# WHAT THE TASK REQUIRES
The records below must be written out exactly, with every picture left behind.

# START OF INFORMATION SHOWN

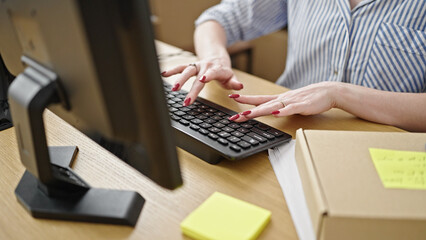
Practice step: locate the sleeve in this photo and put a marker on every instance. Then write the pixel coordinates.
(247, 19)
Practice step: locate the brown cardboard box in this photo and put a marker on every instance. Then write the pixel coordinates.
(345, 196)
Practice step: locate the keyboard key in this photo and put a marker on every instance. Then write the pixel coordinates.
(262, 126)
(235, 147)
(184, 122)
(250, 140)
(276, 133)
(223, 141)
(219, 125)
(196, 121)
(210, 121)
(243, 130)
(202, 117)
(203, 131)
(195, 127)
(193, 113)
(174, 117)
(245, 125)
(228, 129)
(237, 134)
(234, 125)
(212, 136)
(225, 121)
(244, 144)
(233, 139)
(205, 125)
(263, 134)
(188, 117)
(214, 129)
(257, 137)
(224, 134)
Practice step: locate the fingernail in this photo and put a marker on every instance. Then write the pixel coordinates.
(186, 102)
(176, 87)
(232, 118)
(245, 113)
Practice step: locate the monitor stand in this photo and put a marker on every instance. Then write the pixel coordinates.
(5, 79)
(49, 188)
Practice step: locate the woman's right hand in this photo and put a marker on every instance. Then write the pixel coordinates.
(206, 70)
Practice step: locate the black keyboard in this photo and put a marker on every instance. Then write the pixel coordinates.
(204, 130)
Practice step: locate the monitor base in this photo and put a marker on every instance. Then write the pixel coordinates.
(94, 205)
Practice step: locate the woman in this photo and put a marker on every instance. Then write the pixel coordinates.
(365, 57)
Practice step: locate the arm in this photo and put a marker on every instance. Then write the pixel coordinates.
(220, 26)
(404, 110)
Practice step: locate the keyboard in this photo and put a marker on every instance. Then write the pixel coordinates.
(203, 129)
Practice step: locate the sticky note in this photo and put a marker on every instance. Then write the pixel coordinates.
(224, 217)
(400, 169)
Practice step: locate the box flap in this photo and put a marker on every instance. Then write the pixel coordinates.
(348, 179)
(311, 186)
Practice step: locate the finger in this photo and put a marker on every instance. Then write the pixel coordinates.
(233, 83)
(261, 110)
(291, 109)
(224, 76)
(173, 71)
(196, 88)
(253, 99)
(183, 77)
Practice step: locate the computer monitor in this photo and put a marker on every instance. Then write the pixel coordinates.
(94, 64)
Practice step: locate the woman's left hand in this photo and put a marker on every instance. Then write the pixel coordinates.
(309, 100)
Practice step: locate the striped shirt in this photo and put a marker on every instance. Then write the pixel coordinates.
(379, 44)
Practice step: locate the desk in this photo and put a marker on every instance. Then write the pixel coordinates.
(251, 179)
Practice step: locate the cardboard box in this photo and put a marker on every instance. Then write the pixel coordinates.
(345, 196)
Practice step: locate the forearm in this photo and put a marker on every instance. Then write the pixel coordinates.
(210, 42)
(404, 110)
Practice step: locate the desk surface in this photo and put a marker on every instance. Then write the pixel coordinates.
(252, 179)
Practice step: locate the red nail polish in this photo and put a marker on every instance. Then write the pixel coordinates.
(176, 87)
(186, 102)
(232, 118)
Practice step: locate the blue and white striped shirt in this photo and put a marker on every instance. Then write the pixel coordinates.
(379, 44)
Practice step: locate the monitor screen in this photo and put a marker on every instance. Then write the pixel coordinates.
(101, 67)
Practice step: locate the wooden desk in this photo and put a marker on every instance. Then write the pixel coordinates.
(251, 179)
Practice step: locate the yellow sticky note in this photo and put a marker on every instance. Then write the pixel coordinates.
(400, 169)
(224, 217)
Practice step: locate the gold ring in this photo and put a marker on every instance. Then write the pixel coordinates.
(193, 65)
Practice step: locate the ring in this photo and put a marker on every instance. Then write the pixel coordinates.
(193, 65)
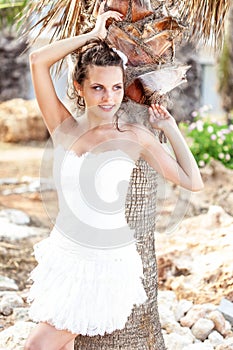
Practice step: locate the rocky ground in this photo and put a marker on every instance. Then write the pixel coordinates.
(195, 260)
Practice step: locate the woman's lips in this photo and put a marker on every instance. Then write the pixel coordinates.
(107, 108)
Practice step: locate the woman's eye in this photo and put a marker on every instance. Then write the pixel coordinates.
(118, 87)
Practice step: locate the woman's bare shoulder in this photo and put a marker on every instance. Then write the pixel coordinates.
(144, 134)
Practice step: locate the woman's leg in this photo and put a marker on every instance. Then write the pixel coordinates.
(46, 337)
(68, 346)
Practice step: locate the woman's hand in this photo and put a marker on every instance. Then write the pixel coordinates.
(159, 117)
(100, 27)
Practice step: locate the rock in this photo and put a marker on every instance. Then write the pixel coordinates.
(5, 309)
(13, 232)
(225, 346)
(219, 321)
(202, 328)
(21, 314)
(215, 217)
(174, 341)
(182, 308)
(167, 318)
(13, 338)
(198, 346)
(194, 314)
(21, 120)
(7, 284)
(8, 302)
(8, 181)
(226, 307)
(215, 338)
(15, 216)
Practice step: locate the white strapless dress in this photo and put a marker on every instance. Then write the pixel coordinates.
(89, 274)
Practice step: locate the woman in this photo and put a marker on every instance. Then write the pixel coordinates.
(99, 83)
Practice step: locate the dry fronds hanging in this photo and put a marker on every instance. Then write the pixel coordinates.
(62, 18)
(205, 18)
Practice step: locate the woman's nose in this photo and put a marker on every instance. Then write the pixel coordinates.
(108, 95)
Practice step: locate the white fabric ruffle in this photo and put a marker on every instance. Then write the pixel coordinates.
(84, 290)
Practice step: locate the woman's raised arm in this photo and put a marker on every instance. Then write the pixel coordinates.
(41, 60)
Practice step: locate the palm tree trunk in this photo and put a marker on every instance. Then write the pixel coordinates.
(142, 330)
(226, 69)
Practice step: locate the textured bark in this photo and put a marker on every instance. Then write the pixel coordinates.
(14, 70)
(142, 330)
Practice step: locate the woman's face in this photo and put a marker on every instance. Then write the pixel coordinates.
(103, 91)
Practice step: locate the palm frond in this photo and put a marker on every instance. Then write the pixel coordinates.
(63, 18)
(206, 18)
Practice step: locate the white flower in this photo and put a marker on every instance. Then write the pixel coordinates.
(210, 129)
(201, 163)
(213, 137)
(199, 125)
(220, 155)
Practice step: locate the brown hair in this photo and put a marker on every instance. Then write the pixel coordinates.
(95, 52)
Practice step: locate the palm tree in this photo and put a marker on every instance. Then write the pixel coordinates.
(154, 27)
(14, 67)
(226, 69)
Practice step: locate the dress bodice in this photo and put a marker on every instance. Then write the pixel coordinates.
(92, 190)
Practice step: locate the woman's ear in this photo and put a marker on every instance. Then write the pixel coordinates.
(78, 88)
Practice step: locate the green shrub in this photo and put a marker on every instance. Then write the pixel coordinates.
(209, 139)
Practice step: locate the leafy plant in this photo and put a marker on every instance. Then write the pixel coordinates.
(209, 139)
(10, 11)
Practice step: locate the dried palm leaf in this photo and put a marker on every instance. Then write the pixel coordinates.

# END OF INFORMATION SHOWN

# RESULT
Practice step: locate the sleeve in this photo and put a marker on every instance. Then write the pixel coordinates.
(247, 19)
Practice step: locate the brown cardboard box in this photo and put a marker on every instance. Then write the pixel coordinates.
(345, 196)
Practice step: locate the keyboard key in this photo and put a marker on every instance. Then write the pixel coordinates.
(262, 126)
(235, 147)
(184, 122)
(250, 140)
(276, 133)
(223, 141)
(219, 125)
(196, 121)
(210, 121)
(243, 130)
(202, 117)
(203, 131)
(195, 127)
(193, 113)
(174, 117)
(245, 125)
(228, 129)
(237, 134)
(234, 125)
(212, 136)
(225, 121)
(244, 144)
(233, 139)
(205, 125)
(263, 134)
(188, 117)
(214, 129)
(257, 137)
(224, 134)
Practice step: locate the fingernail in this photo and put a marker on every instance. Then write the pixel coordinates.
(186, 102)
(176, 87)
(232, 118)
(245, 113)
Practice step: locate the monitor stand in this photo and put a marker on every instance. Then write the pixel coordinates.
(5, 79)
(49, 188)
Practice step: locate the woman's right hand in this photo and put a marker on every instance. Then write the pixel coordinates.
(206, 70)
Practice step: locate the black keyboard in this photo and put a marker on every instance. Then write the pixel coordinates.
(204, 130)
Practice step: locate the monitor base in this photo and put a marker on every instance. Then write the pixel coordinates.
(94, 205)
Practice step: locate the woman in this photo and put a marker on every instance. Then write the pixel coordinates.
(365, 57)
Practice step: locate the arm in this photo and put a marker on every instance. Then write the pixel coordinates.
(220, 26)
(404, 110)
Practice step: locate the keyboard in this photo and put a marker on every instance. Then write the pixel coordinates.
(203, 129)
Practice step: locate the sticky note in this photo and put a marker on every instance. Then write the pixel coordinates.
(224, 217)
(400, 169)
Practice step: locate the box flap in this photo and put a marker on every instance. Then write the pixel coordinates.
(348, 179)
(311, 186)
Practice step: locate the finger in this photo and put a marker on every instance. Then write the pixel coordinates.
(233, 83)
(261, 110)
(291, 109)
(224, 76)
(173, 71)
(196, 88)
(253, 99)
(183, 77)
Practice step: locate the computer monitor in this photo and put a marker on every instance. Then write the pixel coordinates.
(94, 64)
Practice step: locate the woman's left hand in this photo and put a marker on every instance. Then write the pixel coordinates.
(309, 100)
Practice step: locate the striped shirt in this photo and put a marker on every instance. Then write the pixel coordinates.
(379, 44)
Practice step: locate the desk in this photo and put a marker on every instance. Then write the pixel coordinates.
(251, 179)
Practice step: locate the cardboard box in this photo and put a marker on every instance. Then write the pixel coordinates.
(345, 196)
Practice step: locate the forearm in this photo and put a marker on every instance. Then write the pixel coordinates.
(210, 42)
(404, 110)
Practice step: locate the desk surface in this photo and put a marker on every instance. Then write the pixel coordinates.
(252, 179)
Practice step: locate the red nail polish in this photo and put a marker on every instance. Then write the pixel coordinates.
(176, 87)
(186, 102)
(232, 118)
Practice step: locate the blue and white striped shirt in this photo and put a marker on every instance. Then write the pixel coordinates.
(379, 44)
Practice step: locate the monitor screen in this photo and put a marker on every instance. Then write the pixel coordinates.
(101, 67)
Practice step: locate the wooden desk in this photo and put a marker on every instance. Then write the pixel coordinates.
(251, 179)
Practice step: locate the yellow sticky note in this photo and put a marker on every instance. Then write the pixel coordinates.
(400, 169)
(224, 217)
Practice step: locate the gold ring in this photo and put a marker on every instance. Then write the pixel coordinates.
(193, 65)
Practice step: locate the ring in this photo and put a marker on every instance. Then write the pixel coordinates.
(193, 65)
Practice step: locate the rocky ground in this photo and put a marker on every instance. Then write the pixel coordinates.
(195, 260)
Practice step: locate the woman's lips in this photo and put a marker on every instance. Then write the pixel coordinates.
(107, 108)
Practice step: locate the woman's eye in this photo and put a marker on every instance. Then write the pixel coordinates.
(118, 87)
Practice step: locate the woman's bare shoulder in this photo and put a marker on every instance. Then write the pixel coordinates.
(144, 134)
Practice step: locate the woman's leg in this photo and put a marker on every instance. Then write the pixel coordinates.
(46, 337)
(68, 346)
Practice step: locate the woman's hand in this photo and put a marker on every instance. Then write the pixel coordinates.
(159, 117)
(100, 27)
Practice step: locate the rock in this photo and put a marker on every instance. Then write the pixel coordinates.
(5, 309)
(13, 232)
(225, 346)
(219, 321)
(202, 328)
(21, 314)
(215, 217)
(174, 341)
(182, 308)
(167, 318)
(13, 338)
(198, 346)
(194, 314)
(21, 120)
(7, 284)
(8, 302)
(8, 181)
(226, 307)
(215, 338)
(15, 216)
Practice step: locate the white strapless dress in this photo and put a marker on every instance. Then write the pixel coordinates.
(89, 274)
Practice step: locate the woman in this photo and put a marker on every instance. Then write the pixel coordinates.
(99, 83)
Practice step: locate the dry fronds hanging in this photo and put a marker on every instance. Then write the pixel coordinates.
(62, 18)
(205, 18)
Practice step: locate the woman's nose in this photo and put a marker on every instance. Then write the pixel coordinates.
(108, 95)
Practice step: locate the white fabric ruffle in this photo and put a marker on every instance. Then write the pixel coordinates.
(84, 290)
Practice step: locate the woman's raised arm in this photo and put a marker on every instance. Then write the pixel coordinates.
(41, 60)
Practice step: locate the palm tree trunk in this photo and put a marker on every instance. Then write the pixel coordinates.
(142, 330)
(226, 69)
Practice step: locate the textured bark in this photo and put a marker on every instance. Then write the pixel coordinates.
(14, 70)
(142, 330)
Practice step: locate the woman's face in this photo and put a marker on every instance. Then write the pixel coordinates.
(103, 91)
Practice step: locate the palm frond in this photo and put a marker on every instance. Then write the pixel coordinates.
(63, 18)
(206, 18)
Practice step: locate the white flower in this photo and put a marker on every instance. Then write the pixel coordinates.
(210, 129)
(201, 163)
(213, 137)
(199, 125)
(220, 155)
Practice step: locate the brown hair in this photo and put a marker on every instance. Then write the pixel coordinates.
(95, 52)
Practice step: locate the palm tree in this photo and put a marker on every instance. Then write the pixel coordinates.
(154, 27)
(14, 67)
(226, 69)
Practice step: locate the dress bodice in this photo and put a marker on every instance. Then write the pixel coordinates.
(92, 190)
Practice step: locate the woman's ear in this photo and put a marker on every instance. Then write the pixel coordinates.
(78, 88)
Practice step: locate the green shrub in this photo and put a marker on every instance. Then write the pixel coordinates.
(209, 139)
Practice step: locate the leafy plant in this photo and put a marker on every instance. Then write the pixel coordinates.
(209, 139)
(10, 11)
Practice step: locate the dried palm leaf in this photo and put a marker on every instance. Then write the pixel coordinates.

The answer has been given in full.